* Directions *
Rescale the items below by repeating every line, requests included, with each coordinate in the answers multiplied by 1.25 and rounded to the nearest whole number (halves round up). Leave the pictures out of your answer.

•••

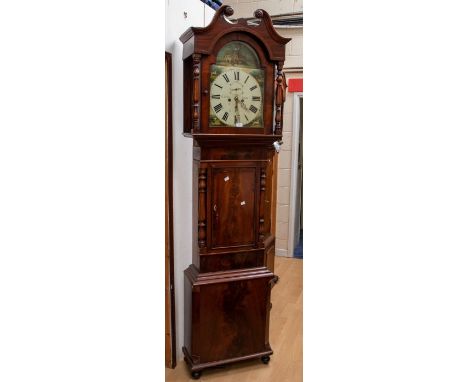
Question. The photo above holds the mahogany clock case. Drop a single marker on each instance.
(228, 286)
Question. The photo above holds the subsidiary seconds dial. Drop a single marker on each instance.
(235, 97)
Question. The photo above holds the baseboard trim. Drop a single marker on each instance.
(282, 252)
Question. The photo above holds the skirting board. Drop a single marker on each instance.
(282, 252)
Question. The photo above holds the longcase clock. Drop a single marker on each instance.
(234, 91)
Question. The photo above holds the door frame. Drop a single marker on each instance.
(294, 161)
(170, 331)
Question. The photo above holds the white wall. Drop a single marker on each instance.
(198, 14)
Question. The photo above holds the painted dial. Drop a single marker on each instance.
(236, 97)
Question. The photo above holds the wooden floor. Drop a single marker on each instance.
(285, 337)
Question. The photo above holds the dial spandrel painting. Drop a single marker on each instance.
(236, 88)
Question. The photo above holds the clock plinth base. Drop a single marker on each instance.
(198, 368)
(227, 316)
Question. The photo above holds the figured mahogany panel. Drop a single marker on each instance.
(235, 315)
(225, 261)
(233, 206)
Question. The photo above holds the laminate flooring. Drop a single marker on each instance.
(285, 337)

•••

* Full response *
Question. The photo above holds the mahogany clock case. Drop a single marker on each instance.
(285, 358)
Question. The photo above holds the subsidiary seconds dial. Drop a single marker on each instance.
(294, 121)
Question. The photo above holds the baseboard trim. Drop a single marker on each instance.
(353, 315)
Question. The photo above holds the skirting board. Drop a single marker on each instance.
(353, 315)
Question. The photo above holds the longcase clock. Drop a single marker on each instance.
(293, 114)
Question. The photo above holds the door frame. Drop a single marker on each instance.
(368, 201)
(213, 414)
Question. The photo above holds the white wall. Drop a single marker on each instance.
(248, 18)
Question. The photo above holds the painted dial. Drop a single marker on each instance.
(295, 121)
Question. The photo above holds the wooden floor. Drop a single marker on each instance.
(356, 421)
Question. The photo above holds the dial spandrel painting. Drop a single marker on each instance.
(295, 110)
Question. The photo above holds the clock plinth base. Drop a single marker on each instance.
(248, 460)
(284, 395)
Question. The photo above holds the figured mahogany panel. Drop a single marker on each instance.
(294, 394)
(281, 326)
(291, 258)
Question. The photo above holds the laminate flooring. Drop a single marker on each instance.
(356, 421)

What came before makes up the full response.